Copy out each of the entries below word for word.

BEGIN Data for processing

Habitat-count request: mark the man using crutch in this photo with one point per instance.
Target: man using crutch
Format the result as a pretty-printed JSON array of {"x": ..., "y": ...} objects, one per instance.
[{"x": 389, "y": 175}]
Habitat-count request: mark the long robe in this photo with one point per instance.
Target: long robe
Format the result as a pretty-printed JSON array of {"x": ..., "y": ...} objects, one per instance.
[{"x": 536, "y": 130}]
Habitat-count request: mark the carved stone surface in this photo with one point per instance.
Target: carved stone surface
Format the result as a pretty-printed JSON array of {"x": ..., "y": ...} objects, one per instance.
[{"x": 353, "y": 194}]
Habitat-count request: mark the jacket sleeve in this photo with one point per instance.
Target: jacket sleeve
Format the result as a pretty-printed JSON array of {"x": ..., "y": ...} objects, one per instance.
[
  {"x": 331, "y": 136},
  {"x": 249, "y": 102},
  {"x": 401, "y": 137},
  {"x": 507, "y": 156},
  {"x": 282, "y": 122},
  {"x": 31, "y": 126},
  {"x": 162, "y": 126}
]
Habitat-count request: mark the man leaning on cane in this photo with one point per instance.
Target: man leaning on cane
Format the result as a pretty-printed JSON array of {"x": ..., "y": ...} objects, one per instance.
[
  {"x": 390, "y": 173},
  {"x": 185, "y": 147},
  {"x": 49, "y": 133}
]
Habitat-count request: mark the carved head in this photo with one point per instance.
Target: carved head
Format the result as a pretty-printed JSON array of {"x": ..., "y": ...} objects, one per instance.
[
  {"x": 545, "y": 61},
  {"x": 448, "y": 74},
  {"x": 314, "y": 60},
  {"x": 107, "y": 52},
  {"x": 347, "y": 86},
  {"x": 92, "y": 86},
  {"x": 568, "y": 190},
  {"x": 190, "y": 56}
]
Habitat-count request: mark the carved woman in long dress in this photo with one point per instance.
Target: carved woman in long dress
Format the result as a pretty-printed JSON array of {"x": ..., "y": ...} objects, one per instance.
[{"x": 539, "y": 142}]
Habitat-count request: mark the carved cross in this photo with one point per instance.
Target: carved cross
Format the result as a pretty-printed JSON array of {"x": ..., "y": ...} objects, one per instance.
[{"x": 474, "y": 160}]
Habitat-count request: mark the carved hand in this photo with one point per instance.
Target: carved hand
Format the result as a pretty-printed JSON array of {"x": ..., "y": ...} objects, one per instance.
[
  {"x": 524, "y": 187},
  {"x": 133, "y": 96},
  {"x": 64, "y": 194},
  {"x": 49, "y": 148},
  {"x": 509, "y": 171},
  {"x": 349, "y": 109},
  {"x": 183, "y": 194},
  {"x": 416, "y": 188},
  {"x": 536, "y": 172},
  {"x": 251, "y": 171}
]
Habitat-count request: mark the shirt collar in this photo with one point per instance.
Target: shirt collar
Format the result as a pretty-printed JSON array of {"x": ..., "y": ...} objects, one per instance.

END Data for processing

Solved exercise >>
Habitat-count request: mark the man using crutch in this photo with one point per instance.
Target: man using crutch
Format the result as a pretty-printed JSON array of {"x": ..., "y": ...} objects, one per instance.
[{"x": 389, "y": 175}]
Habitat-count request: mark the long robe in this photo with one point per instance.
Target: long robe
Format the result as a pretty-printed JSON array of {"x": ..., "y": ...} objects, one per instance.
[{"x": 536, "y": 130}]
Habitat-count request: mark the carved stone surface in this photo with one point per instance.
Target: carved stone surface
Format the result as a pretty-printed JSON array of {"x": ..., "y": ...} objects, one per instance.
[{"x": 353, "y": 194}]
Habitat-count request: mark the jacket sleeve in this photo with one point per instance.
Target: jacket sleeve
Format the result as a pretty-printed JSON array of {"x": ..., "y": ...} objects, one per instance.
[
  {"x": 331, "y": 136},
  {"x": 249, "y": 102},
  {"x": 401, "y": 137},
  {"x": 507, "y": 156},
  {"x": 282, "y": 122},
  {"x": 31, "y": 126},
  {"x": 162, "y": 126}
]
Habitat-count request: mark the man leaning on cane in this photo with one point per instance.
Target: man leaning on cane
Format the result as a pretty-printed JSON array of {"x": ..., "y": ...} objects, one per instance.
[
  {"x": 390, "y": 173},
  {"x": 185, "y": 147},
  {"x": 49, "y": 133}
]
Habitat-count request: mark the carved head in this photo with one point per instance.
Target: carved head
Format the result as a pretty-printed JSON array of {"x": ..., "y": ...} objects, one per instance.
[
  {"x": 545, "y": 61},
  {"x": 448, "y": 74},
  {"x": 314, "y": 60},
  {"x": 107, "y": 52},
  {"x": 347, "y": 86},
  {"x": 92, "y": 86},
  {"x": 568, "y": 190},
  {"x": 190, "y": 56}
]
Habitat-count request: mark the carved woman in long dress in this photo with one point per instance.
Target: carved woman in long dress
Format the result as a pretty-printed JSON array of {"x": ..., "y": ...} objects, one per instance.
[{"x": 539, "y": 142}]
Habitat-count request: mark the carved cross in this photo with one point per instance.
Target: carved cross
Format the result as a pretty-printed JSON array of {"x": ..., "y": ...} objects, one per instance.
[{"x": 474, "y": 160}]
Habitat-count request: mark the carved hand in this photo with one point per instance.
Target: carved hand
Format the result as a pretty-printed JSON array of {"x": ..., "y": ...} objects, one per instance.
[
  {"x": 524, "y": 187},
  {"x": 133, "y": 96},
  {"x": 64, "y": 194},
  {"x": 49, "y": 148},
  {"x": 509, "y": 171},
  {"x": 349, "y": 109},
  {"x": 183, "y": 194},
  {"x": 416, "y": 188},
  {"x": 536, "y": 172},
  {"x": 251, "y": 171}
]
Habitat-count request: mark the shirt collar in this photo with one point per instance.
Target: shirt collar
Format the result as a pretty-printed JSON array of {"x": ..., "y": ...} objects, one per instance.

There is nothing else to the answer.